(Given passage):
----------

In a September 2003 interview with website Whudat, T.I. talked about his contribution to Bow Wow's third album Unleashed and the song itself: "Yeah this time around I wrote some songs for him. Even on the single, 'Let's Get Down'. I wrote the third verse and the hook. Usually how we did it was [Jazze Pha] he'll write one verse, Bow Wow would write one verse, his homeboy Rocka would write one, and I'd write a verse and come up with the hook." In a 2009 interview with HipHopDX, Bow Wow commented on how getting T.I. to ghostwrite for him on his third album didn't tarnish his credibility as a rapper, saying that he learned about the songwriting process by contributing about 85 percent to the album while T.I. wrote a full song and a couple verses to a few tracks.

==Critical reception==
"Let's Get Down" received a positive reception from music critics. Rashaun Hall of Billboard praised Jazze Pha's production and Bow Wow for maturing as an MC. He added that, "[w]hile Bow Wow's more mature stance suits him well, it will be interesting to see how his younger fans and mainstream R&B radio react to the teenage MC's new image. Either way, Bow Wow has proven that his act is no child's play." Steve 'Flash' Juon of RapReviews was also positive towards the song saying, "Annoying bird calls aside, it is a catchy song about Bow Wow trying to catch a little punani."

----------

(Information):
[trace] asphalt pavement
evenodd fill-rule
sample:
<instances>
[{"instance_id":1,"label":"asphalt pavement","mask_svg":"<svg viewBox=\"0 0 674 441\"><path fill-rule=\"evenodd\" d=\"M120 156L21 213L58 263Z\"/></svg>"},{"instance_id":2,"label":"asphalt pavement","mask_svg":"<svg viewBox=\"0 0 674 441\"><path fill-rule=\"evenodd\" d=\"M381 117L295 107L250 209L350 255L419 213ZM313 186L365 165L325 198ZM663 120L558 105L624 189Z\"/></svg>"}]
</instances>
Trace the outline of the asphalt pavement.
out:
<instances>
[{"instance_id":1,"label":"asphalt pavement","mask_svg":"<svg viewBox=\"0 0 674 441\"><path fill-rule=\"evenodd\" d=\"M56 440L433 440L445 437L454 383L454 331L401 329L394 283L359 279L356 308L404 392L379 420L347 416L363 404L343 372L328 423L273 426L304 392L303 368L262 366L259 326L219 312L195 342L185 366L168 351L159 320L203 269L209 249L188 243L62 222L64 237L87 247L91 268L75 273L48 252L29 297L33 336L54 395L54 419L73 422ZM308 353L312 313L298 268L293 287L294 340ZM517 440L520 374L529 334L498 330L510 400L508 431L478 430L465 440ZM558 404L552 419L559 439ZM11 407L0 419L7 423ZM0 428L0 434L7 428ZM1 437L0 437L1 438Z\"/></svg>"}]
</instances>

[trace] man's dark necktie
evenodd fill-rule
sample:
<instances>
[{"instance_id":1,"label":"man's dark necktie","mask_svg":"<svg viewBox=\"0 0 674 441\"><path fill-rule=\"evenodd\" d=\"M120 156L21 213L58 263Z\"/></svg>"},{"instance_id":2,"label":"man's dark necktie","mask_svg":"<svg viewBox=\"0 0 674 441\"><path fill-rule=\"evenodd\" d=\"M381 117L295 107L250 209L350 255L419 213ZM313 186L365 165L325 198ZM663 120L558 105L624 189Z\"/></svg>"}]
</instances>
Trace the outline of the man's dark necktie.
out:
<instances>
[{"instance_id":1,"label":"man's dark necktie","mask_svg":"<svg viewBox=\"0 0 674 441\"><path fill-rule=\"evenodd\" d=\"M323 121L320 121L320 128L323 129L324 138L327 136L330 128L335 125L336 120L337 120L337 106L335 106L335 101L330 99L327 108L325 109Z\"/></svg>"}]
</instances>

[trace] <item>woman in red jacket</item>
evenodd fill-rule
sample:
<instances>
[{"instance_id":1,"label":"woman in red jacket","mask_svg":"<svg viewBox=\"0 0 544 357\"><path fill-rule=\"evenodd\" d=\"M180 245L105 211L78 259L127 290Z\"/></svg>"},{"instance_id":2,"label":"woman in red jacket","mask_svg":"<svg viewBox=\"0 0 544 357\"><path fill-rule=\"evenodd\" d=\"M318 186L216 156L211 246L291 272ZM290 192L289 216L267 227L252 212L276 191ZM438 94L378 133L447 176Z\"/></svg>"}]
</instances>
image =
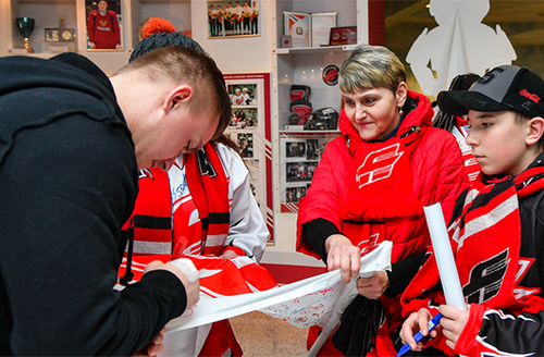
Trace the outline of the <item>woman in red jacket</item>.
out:
<instances>
[{"instance_id":1,"label":"woman in red jacket","mask_svg":"<svg viewBox=\"0 0 544 357\"><path fill-rule=\"evenodd\" d=\"M327 144L300 201L297 250L323 259L329 270L341 269L349 283L361 255L393 242L393 271L356 280L360 295L319 353L392 356L401 322L399 294L430 243L423 205L441 202L447 222L468 187L467 173L454 136L431 126L429 99L408 90L404 65L392 51L359 46L342 65L339 87L343 135Z\"/></svg>"}]
</instances>

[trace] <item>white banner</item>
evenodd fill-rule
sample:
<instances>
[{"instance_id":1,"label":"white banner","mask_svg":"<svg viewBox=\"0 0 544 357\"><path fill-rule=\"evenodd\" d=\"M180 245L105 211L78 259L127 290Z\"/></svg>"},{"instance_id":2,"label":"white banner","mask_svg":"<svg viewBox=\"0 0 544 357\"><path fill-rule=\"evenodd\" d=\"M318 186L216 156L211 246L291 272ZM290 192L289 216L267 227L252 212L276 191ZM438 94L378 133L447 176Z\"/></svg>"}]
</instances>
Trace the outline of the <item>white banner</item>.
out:
<instances>
[{"instance_id":1,"label":"white banner","mask_svg":"<svg viewBox=\"0 0 544 357\"><path fill-rule=\"evenodd\" d=\"M392 243L383 242L362 257L359 276L370 278L378 271L391 270L391 250ZM321 334L323 337L316 342L316 346L324 343L338 323L342 312L356 295L355 283L345 284L341 271L334 270L264 292L201 299L166 325L164 354L194 355L194 350L199 348L188 348L187 352L187 344L190 342L196 344L195 328L256 310L299 328L324 327ZM185 353L182 353L182 349Z\"/></svg>"}]
</instances>

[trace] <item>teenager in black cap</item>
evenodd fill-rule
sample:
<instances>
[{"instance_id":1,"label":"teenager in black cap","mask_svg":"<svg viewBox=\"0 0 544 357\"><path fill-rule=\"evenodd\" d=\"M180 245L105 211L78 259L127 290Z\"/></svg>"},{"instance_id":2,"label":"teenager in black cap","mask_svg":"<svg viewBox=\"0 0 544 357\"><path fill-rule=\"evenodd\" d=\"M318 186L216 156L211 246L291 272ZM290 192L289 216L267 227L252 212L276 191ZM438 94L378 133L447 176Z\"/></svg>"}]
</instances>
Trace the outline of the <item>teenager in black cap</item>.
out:
<instances>
[{"instance_id":1,"label":"teenager in black cap","mask_svg":"<svg viewBox=\"0 0 544 357\"><path fill-rule=\"evenodd\" d=\"M441 325L426 343L448 355L543 356L544 81L516 65L493 69L469 90L443 91L442 110L468 114L467 144L482 172L459 198L449 226L466 311L444 305L434 255L403 296L410 315L400 336L432 316ZM423 294L423 292L426 293ZM421 309L419 309L421 308ZM419 309L419 311L418 311Z\"/></svg>"}]
</instances>

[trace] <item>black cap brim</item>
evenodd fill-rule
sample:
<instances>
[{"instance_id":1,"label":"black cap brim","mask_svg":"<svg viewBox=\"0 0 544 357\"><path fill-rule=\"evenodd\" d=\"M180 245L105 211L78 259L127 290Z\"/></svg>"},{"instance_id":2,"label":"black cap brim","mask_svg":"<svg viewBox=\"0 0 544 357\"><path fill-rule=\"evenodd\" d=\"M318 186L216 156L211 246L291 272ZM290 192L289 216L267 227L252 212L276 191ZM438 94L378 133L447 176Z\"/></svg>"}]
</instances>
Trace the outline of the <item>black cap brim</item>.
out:
<instances>
[{"instance_id":1,"label":"black cap brim","mask_svg":"<svg viewBox=\"0 0 544 357\"><path fill-rule=\"evenodd\" d=\"M446 113L465 115L470 110L502 111L510 107L474 90L444 90L437 97L438 107Z\"/></svg>"}]
</instances>

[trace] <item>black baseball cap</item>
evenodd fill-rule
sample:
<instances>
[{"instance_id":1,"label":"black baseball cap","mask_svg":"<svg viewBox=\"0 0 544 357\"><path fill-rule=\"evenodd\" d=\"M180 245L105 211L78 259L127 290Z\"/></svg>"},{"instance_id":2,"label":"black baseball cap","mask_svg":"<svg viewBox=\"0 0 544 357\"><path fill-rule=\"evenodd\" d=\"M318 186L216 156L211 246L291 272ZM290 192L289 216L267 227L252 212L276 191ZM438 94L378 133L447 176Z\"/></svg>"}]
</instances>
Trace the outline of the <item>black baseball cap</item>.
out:
<instances>
[{"instance_id":1,"label":"black baseball cap","mask_svg":"<svg viewBox=\"0 0 544 357\"><path fill-rule=\"evenodd\" d=\"M544 81L517 65L499 65L483 75L469 90L444 90L438 107L450 114L468 110L512 110L529 118L544 118Z\"/></svg>"}]
</instances>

----------

(Exercise 1): According to the passage, which parts of "Let's Get Down" did T.I. write?
(Exercise 2): Copy the passage from "In a September" up to and including "a few tracks.".
Set the items aside; they have no part in this.

(Exercise result 1): He wrote the third verse and the hook.

(Exercise result 2):
In a September 2003 interview with website Whudat, T.I. talked about his contribution to Bow Wow's third album Unleashed and the song itself: "Yeah this time around I wrote some songs for him. Even on the single, 'Let's Get Down'. I wrote the third verse and the hook. Usually how we did it was [Jazze Pha] he'll write one verse, Bow Wow would write one verse, his homeboy Rocka would write one, and I'd write a verse and come up with the hook." In a 2009 interview with HipHopDX, Bow Wow commented on how getting T.I. to ghostwrite for him on his third album didn't tarnish his credibility as a rapper, saying that he learned about the songwriting process by contributing about 85 percent to the album while T.I. wrote a full song and a couple verses to a few tracks.